#### SHORT TASK:
Each line from the one that contains "Could you mark the region of every instance of the wooden" to the end of the material must be quoted exactly; include both end lines and nothing else.

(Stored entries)

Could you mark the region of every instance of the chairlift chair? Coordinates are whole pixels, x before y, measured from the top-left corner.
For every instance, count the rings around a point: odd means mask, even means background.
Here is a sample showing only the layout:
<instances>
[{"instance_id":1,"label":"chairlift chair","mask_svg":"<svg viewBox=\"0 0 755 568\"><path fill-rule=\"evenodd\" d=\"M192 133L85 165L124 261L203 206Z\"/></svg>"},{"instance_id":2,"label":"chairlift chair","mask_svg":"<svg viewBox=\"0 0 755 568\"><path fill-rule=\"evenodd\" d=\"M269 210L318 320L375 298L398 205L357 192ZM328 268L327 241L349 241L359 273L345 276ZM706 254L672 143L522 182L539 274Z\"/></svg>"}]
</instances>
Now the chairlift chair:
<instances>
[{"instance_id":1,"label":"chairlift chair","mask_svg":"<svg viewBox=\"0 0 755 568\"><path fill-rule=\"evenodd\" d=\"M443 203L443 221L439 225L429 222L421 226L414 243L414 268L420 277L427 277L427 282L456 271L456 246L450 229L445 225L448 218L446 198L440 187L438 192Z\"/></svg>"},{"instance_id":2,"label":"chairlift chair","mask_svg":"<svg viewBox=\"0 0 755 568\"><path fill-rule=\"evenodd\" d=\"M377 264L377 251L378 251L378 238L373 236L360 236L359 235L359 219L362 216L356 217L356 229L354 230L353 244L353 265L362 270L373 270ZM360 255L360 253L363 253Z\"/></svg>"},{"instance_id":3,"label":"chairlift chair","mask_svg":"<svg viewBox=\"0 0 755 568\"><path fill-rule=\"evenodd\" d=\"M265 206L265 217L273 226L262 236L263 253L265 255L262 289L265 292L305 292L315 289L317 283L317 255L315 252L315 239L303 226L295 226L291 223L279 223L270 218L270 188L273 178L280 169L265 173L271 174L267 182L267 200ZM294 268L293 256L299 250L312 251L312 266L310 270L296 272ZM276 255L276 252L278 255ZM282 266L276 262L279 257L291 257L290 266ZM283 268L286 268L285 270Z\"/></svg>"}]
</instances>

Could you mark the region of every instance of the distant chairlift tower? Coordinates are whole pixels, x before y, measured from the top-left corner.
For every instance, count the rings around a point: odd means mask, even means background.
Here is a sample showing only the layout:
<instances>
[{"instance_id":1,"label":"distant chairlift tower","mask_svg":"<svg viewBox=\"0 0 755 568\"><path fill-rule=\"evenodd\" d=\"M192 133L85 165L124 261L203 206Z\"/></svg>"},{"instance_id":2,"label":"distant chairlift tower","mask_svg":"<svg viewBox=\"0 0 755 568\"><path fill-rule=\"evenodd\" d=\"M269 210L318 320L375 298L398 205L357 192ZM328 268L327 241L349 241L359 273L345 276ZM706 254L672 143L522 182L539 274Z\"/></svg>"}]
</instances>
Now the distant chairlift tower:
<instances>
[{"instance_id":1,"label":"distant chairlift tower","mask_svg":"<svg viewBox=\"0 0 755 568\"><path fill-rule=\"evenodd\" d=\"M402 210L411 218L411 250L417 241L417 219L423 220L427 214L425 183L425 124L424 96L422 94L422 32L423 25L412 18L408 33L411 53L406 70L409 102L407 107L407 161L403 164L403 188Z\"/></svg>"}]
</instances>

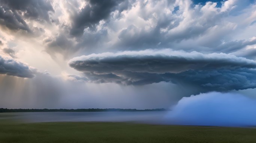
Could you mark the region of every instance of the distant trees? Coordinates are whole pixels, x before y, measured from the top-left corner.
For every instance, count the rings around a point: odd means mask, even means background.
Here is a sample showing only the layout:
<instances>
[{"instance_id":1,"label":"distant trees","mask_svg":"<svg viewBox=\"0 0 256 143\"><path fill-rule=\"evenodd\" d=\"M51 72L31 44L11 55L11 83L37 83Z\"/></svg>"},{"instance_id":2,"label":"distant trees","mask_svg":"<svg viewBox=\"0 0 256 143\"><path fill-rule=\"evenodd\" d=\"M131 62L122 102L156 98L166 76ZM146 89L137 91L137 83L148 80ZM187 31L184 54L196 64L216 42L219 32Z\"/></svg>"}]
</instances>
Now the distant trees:
<instances>
[{"instance_id":1,"label":"distant trees","mask_svg":"<svg viewBox=\"0 0 256 143\"><path fill-rule=\"evenodd\" d=\"M89 108L77 109L7 109L0 108L0 113L10 112L138 112L138 111L168 111L164 108L137 109L136 109L119 108Z\"/></svg>"}]
</instances>

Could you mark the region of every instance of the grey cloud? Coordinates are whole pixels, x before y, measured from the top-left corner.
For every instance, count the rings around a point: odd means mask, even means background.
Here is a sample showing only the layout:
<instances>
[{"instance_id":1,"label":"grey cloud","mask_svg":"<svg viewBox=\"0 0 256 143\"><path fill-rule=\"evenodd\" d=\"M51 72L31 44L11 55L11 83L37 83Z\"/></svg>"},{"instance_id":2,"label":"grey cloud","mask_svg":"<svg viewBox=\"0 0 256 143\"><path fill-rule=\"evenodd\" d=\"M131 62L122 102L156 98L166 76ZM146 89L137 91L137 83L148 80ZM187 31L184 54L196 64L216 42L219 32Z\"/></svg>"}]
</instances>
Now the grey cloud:
<instances>
[{"instance_id":1,"label":"grey cloud","mask_svg":"<svg viewBox=\"0 0 256 143\"><path fill-rule=\"evenodd\" d=\"M4 58L0 56L0 74L21 77L34 77L34 69L13 59Z\"/></svg>"},{"instance_id":2,"label":"grey cloud","mask_svg":"<svg viewBox=\"0 0 256 143\"><path fill-rule=\"evenodd\" d=\"M11 30L31 32L25 19L49 22L48 12L54 11L48 1L1 0L0 4L0 24Z\"/></svg>"},{"instance_id":3,"label":"grey cloud","mask_svg":"<svg viewBox=\"0 0 256 143\"><path fill-rule=\"evenodd\" d=\"M90 0L89 4L86 5L81 12L73 18L73 23L70 29L70 34L80 36L83 33L85 28L93 29L99 22L109 16L110 13L116 10L116 6L122 0L101 1ZM123 10L125 7L121 4Z\"/></svg>"},{"instance_id":4,"label":"grey cloud","mask_svg":"<svg viewBox=\"0 0 256 143\"><path fill-rule=\"evenodd\" d=\"M39 21L49 21L49 12L54 11L49 0L1 0L0 3L4 7L7 7L13 12L24 12L26 18Z\"/></svg>"},{"instance_id":5,"label":"grey cloud","mask_svg":"<svg viewBox=\"0 0 256 143\"><path fill-rule=\"evenodd\" d=\"M215 51L221 51L225 53L231 53L240 50L246 46L256 44L256 38L249 40L241 40L224 43L214 48Z\"/></svg>"},{"instance_id":6,"label":"grey cloud","mask_svg":"<svg viewBox=\"0 0 256 143\"><path fill-rule=\"evenodd\" d=\"M16 12L6 10L1 7L0 7L0 25L12 30L21 29L31 32L26 22Z\"/></svg>"},{"instance_id":7,"label":"grey cloud","mask_svg":"<svg viewBox=\"0 0 256 143\"><path fill-rule=\"evenodd\" d=\"M9 54L13 58L16 58L15 55L15 51L10 48L4 48L3 49L3 51L6 54Z\"/></svg>"},{"instance_id":8,"label":"grey cloud","mask_svg":"<svg viewBox=\"0 0 256 143\"><path fill-rule=\"evenodd\" d=\"M66 58L70 53L73 53L78 48L74 41L64 34L59 34L55 38L49 38L45 41L46 44L46 51L52 57L57 53L61 53Z\"/></svg>"},{"instance_id":9,"label":"grey cloud","mask_svg":"<svg viewBox=\"0 0 256 143\"><path fill-rule=\"evenodd\" d=\"M203 91L256 87L256 62L225 54L146 50L92 54L70 66L91 81L143 85L161 82L197 86Z\"/></svg>"},{"instance_id":10,"label":"grey cloud","mask_svg":"<svg viewBox=\"0 0 256 143\"><path fill-rule=\"evenodd\" d=\"M238 57L245 57L250 59L256 58L256 49L254 48L244 49L231 54Z\"/></svg>"}]
</instances>

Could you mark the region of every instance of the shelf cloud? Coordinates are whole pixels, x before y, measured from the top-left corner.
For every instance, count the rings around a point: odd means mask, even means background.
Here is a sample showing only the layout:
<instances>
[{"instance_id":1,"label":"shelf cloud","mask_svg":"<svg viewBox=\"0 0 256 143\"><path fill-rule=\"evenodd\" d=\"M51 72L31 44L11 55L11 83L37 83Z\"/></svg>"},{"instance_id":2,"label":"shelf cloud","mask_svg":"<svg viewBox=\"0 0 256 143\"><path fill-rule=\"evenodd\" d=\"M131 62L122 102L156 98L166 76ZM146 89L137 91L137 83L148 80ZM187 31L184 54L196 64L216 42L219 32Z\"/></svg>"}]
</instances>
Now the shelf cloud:
<instances>
[{"instance_id":1,"label":"shelf cloud","mask_svg":"<svg viewBox=\"0 0 256 143\"><path fill-rule=\"evenodd\" d=\"M256 87L256 62L224 53L170 49L106 53L74 58L69 65L90 80L101 83L171 82L217 91Z\"/></svg>"}]
</instances>

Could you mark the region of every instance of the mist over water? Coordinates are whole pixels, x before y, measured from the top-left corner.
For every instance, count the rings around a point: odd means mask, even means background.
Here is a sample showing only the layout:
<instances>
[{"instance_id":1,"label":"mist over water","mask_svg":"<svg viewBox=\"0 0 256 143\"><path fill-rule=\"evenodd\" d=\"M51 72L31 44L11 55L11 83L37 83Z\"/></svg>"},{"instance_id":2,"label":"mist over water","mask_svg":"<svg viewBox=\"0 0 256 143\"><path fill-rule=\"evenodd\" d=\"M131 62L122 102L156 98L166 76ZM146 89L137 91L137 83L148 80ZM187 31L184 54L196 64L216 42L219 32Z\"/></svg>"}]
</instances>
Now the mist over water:
<instances>
[{"instance_id":1,"label":"mist over water","mask_svg":"<svg viewBox=\"0 0 256 143\"><path fill-rule=\"evenodd\" d=\"M256 125L256 100L240 94L210 92L183 97L165 117L167 124Z\"/></svg>"},{"instance_id":2,"label":"mist over water","mask_svg":"<svg viewBox=\"0 0 256 143\"><path fill-rule=\"evenodd\" d=\"M0 113L0 119L12 119L28 123L135 122L161 124L167 113L166 111L4 113Z\"/></svg>"},{"instance_id":3,"label":"mist over water","mask_svg":"<svg viewBox=\"0 0 256 143\"><path fill-rule=\"evenodd\" d=\"M241 95L210 92L184 97L170 111L0 113L0 119L25 122L134 122L166 125L252 127L256 100Z\"/></svg>"}]
</instances>

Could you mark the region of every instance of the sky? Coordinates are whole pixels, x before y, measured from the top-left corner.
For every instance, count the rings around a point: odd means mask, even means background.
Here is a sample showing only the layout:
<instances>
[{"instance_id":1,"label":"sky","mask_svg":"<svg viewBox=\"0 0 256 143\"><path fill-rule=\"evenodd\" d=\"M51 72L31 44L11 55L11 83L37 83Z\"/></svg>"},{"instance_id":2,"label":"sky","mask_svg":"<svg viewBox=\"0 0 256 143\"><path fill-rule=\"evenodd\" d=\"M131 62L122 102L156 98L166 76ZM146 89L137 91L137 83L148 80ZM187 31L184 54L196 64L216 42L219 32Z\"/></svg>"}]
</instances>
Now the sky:
<instances>
[{"instance_id":1,"label":"sky","mask_svg":"<svg viewBox=\"0 0 256 143\"><path fill-rule=\"evenodd\" d=\"M0 108L255 108L255 31L254 0L0 0Z\"/></svg>"}]
</instances>

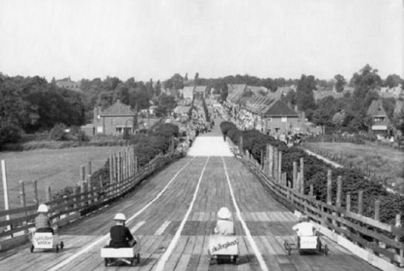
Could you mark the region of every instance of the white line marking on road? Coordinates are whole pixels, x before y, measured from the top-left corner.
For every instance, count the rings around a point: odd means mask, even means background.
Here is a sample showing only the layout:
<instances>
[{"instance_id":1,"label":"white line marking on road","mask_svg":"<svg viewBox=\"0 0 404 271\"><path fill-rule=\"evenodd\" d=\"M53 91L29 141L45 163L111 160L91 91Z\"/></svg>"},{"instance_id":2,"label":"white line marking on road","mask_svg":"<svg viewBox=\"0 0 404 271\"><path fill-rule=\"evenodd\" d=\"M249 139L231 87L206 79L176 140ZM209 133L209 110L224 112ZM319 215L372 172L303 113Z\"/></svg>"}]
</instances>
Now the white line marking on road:
<instances>
[{"instance_id":1,"label":"white line marking on road","mask_svg":"<svg viewBox=\"0 0 404 271\"><path fill-rule=\"evenodd\" d=\"M250 232L248 228L247 228L247 224L245 224L245 222L243 220L242 218L241 218L241 213L240 212L240 208L238 208L238 205L236 201L236 198L234 197L234 193L233 193L233 188L231 187L230 179L229 178L229 174L227 173L227 168L226 167L226 162L225 162L223 157L222 157L221 158L222 161L223 162L223 167L224 167L224 173L225 174L226 174L226 178L227 179L227 184L229 185L229 189L230 190L231 199L233 200L233 204L234 205L234 208L236 209L237 216L238 218L238 220L240 221L243 229L244 229L244 231L245 232L245 235L247 236L247 240L248 240L248 242L249 243L250 245L251 245L251 247L252 248L252 250L254 251L254 254L256 254L257 259L258 260L258 262L260 263L260 266L261 266L261 269L264 271L268 271L268 267L265 264L265 262L264 261L264 258L262 257L261 253L258 249L258 247L257 246L257 244L256 244L254 239L252 239L252 236L251 236L251 233Z\"/></svg>"},{"instance_id":2,"label":"white line marking on road","mask_svg":"<svg viewBox=\"0 0 404 271\"><path fill-rule=\"evenodd\" d=\"M144 206L144 207L143 207L143 208L142 208L139 211L138 211L137 212L136 212L136 213L132 215L130 218L129 218L128 219L127 219L126 220L126 222L127 223L133 220L135 218L136 218L136 216L140 214L142 212L143 212L143 211L144 211L144 210L145 210L146 209L147 209L150 205L152 205L152 204L153 203L153 202L159 199L159 198L160 198L161 196L163 193L164 193L164 192L167 189L168 187L170 186L170 184L171 184L171 183L173 182L174 179L176 178L177 178L177 176L178 176L180 173L181 173L181 172L182 171L182 170L185 169L186 167L186 166L188 166L188 165L189 163L190 163L192 161L193 161L194 159L195 158L193 158L191 160L190 160L189 161L188 161L188 162L187 162L186 164L184 165L181 169L180 169L180 170L177 172L177 173L175 174L175 175L174 176L172 179L171 179L171 180L170 180L168 183L167 185L166 185L166 186L165 186L164 188L160 191L160 192L157 194L157 195L156 196L156 197L155 197L155 198L152 200L152 201L150 201L148 203L146 204L146 205ZM108 233L104 236L99 238L98 239L94 241L92 243L91 243L89 245L88 245L85 248L83 248L81 250L79 250L77 252L76 252L75 253L74 253L74 254L72 255L69 258L67 258L65 260L60 262L56 265L54 265L50 269L48 269L48 271L56 271L57 270L60 269L62 267L64 266L65 265L66 265L66 264L72 261L76 258L88 252L89 250L91 249L94 246L99 244L103 241L105 241L107 239L107 238L109 238L109 237L110 237L110 233Z\"/></svg>"},{"instance_id":3,"label":"white line marking on road","mask_svg":"<svg viewBox=\"0 0 404 271\"><path fill-rule=\"evenodd\" d=\"M184 216L184 219L182 220L182 221L181 222L181 224L180 224L180 227L178 228L178 229L177 230L177 232L175 233L175 235L174 236L174 238L173 240L171 240L171 242L169 245L168 247L167 248L167 250L166 252L164 252L164 254L163 254L163 256L161 256L160 259L159 260L159 262L157 263L157 264L156 265L156 267L153 269L154 271L163 271L164 270L164 265L166 264L166 262L168 260L168 258L170 257L170 255L171 255L171 253L174 250L175 246L177 245L177 243L178 242L178 239L180 238L180 236L181 235L181 232L182 231L182 230L184 229L184 226L185 225L185 222L188 220L188 217L189 216L189 214L191 213L191 211L192 209L192 207L193 206L193 203L195 202L195 200L196 199L196 194L198 193L198 190L199 190L199 186L200 184L200 181L202 180L202 177L204 176L204 172L205 171L205 169L206 169L206 166L208 165L208 161L209 160L209 156L208 156L208 158L206 159L206 162L205 162L205 165L204 166L204 168L202 169L202 171L200 173L200 176L199 177L199 180L198 180L198 183L196 185L196 189L195 189L195 192L193 193L193 196L192 197L192 200L191 201L191 203L189 204L189 207L188 208L188 210L185 213L185 216Z\"/></svg>"},{"instance_id":4,"label":"white line marking on road","mask_svg":"<svg viewBox=\"0 0 404 271\"><path fill-rule=\"evenodd\" d=\"M146 222L144 221L138 222L137 223L136 223L136 224L135 225L135 226L133 228L132 228L132 229L130 229L130 232L134 233L134 232L136 232L136 231L137 231L139 229L139 228L140 228L141 226L142 226L145 223L146 223Z\"/></svg>"},{"instance_id":5,"label":"white line marking on road","mask_svg":"<svg viewBox=\"0 0 404 271\"><path fill-rule=\"evenodd\" d=\"M167 228L168 225L170 225L171 222L169 220L167 220L164 222L164 223L162 224L160 227L157 229L157 230L155 233L155 235L161 235L163 234L163 233L164 232L164 231L166 230L166 229Z\"/></svg>"}]
</instances>

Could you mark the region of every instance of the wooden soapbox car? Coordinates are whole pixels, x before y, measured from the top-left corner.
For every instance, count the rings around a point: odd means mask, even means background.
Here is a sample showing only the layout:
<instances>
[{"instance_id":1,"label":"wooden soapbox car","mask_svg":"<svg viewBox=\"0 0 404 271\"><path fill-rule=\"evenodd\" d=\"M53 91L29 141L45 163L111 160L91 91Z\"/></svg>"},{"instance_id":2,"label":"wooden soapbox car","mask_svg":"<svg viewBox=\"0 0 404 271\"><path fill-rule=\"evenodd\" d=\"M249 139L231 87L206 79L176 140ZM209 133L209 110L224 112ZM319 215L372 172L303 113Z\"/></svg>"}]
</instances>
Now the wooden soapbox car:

#### ANSWER TO THE EXERCISE:
Could you mark the region of every instance of the wooden soapbox car? Coordinates are whole pixels, x before y, measured from the top-left corner.
For every instance, count the rings around a point: odd means mask, even means background.
Here is a sample showing only the layout:
<instances>
[{"instance_id":1,"label":"wooden soapbox car","mask_svg":"<svg viewBox=\"0 0 404 271\"><path fill-rule=\"evenodd\" d=\"M53 91L29 141L45 163L111 160L91 91Z\"/></svg>"},{"instance_id":2,"label":"wooden soapbox car","mask_svg":"<svg viewBox=\"0 0 404 271\"><path fill-rule=\"evenodd\" d=\"M249 139L231 87L206 79L176 140ZM209 133L209 110L224 112ZM319 215L372 172L303 113Z\"/></svg>"}]
</instances>
Now the wooden soapbox car:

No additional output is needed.